# Texte extrait:

========================================================================

D' abord, il y a eu le brouillard, quand la Nationale 113 frôlait de trop près la Garonne, puis, sous le ciel clair retrouvé, les petites routes sinueuses du Réolais.
Je profitais de la visite à des amis, dans l' Entre-Deux-Mers, pour aller un peu plus loin, à Sigalens, petite bourgade aux confins orientaux de la Gironde, et plus précisément au lieu-dit Monclaris, où se situent une vieille église et son mini-cimetière, inscrits l' une et l' autre aux Monuments Historiques depuis mille neuf cent quatre vingt sept.
Après que mon GPS ait tenté une nouvelle fois de me perdre, la vieille église m' est apparue, juchée sur sa butte.

========================================================================

# Objectif 1:
Répondez aux questions suivantes d'après le texte extrait :
(a) Quelle route frôlait de trop près la Garonne ?
(b) Dans quelle bourgade se trouve le lieu-dit Monclaris ?
(c) Depuis quelle année l'église et son mini-cimetière sont-ils inscrits aux Monuments Historiques ?
# Objectif 2:
Comptez les lignes de la liste qui contiennent la chaîne « logo », en tenant compte de la casse, puis indiquez uniquement ce nombre.

Enregistrements d'annotations par coordonnées
========================================================================

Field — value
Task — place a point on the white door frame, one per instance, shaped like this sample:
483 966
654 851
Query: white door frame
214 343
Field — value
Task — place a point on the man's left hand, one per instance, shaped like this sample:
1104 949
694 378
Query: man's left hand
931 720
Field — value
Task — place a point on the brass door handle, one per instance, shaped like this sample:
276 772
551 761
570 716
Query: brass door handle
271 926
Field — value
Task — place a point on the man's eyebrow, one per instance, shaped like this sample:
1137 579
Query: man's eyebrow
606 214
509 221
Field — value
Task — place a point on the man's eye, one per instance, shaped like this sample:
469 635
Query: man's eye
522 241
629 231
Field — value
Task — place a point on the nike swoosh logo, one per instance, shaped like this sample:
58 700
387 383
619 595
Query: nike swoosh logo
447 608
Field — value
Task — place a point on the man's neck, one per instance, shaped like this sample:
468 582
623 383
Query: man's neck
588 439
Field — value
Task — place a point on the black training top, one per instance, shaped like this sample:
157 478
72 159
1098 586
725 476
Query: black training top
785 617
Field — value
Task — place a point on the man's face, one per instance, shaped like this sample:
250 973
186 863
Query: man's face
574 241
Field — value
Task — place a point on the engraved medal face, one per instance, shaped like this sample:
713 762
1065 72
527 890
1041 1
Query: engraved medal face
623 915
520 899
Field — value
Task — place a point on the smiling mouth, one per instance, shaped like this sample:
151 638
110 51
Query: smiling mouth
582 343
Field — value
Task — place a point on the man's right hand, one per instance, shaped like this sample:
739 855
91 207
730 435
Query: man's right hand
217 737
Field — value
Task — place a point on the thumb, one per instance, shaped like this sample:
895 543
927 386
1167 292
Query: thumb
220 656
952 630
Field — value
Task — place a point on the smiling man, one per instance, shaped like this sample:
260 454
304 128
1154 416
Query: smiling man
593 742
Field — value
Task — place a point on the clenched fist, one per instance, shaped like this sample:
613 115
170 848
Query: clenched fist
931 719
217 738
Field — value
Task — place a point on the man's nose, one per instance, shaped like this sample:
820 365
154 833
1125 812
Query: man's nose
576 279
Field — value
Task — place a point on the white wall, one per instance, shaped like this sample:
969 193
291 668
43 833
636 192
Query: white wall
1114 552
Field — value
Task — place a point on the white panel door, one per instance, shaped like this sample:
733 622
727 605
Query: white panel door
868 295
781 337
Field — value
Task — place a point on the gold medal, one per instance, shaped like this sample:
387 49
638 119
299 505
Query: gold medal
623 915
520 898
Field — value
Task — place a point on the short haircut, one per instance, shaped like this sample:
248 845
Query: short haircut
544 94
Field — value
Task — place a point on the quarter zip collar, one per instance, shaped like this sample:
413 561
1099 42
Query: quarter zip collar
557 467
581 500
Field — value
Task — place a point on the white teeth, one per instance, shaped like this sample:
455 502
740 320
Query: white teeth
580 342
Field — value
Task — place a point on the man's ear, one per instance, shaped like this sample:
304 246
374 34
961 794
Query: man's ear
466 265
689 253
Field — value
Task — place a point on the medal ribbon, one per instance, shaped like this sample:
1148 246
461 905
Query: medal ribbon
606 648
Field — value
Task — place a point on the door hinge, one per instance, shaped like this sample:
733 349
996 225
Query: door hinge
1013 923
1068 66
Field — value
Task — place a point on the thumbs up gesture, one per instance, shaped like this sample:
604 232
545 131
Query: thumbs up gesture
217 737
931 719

========================================================================

# Réponse rédigée 1:
(a) La Nationale 113.
(b) À Sigalens.
(c) Depuis mille neuf cent quatre vingt sept.

# Réponse rédigée 2:
2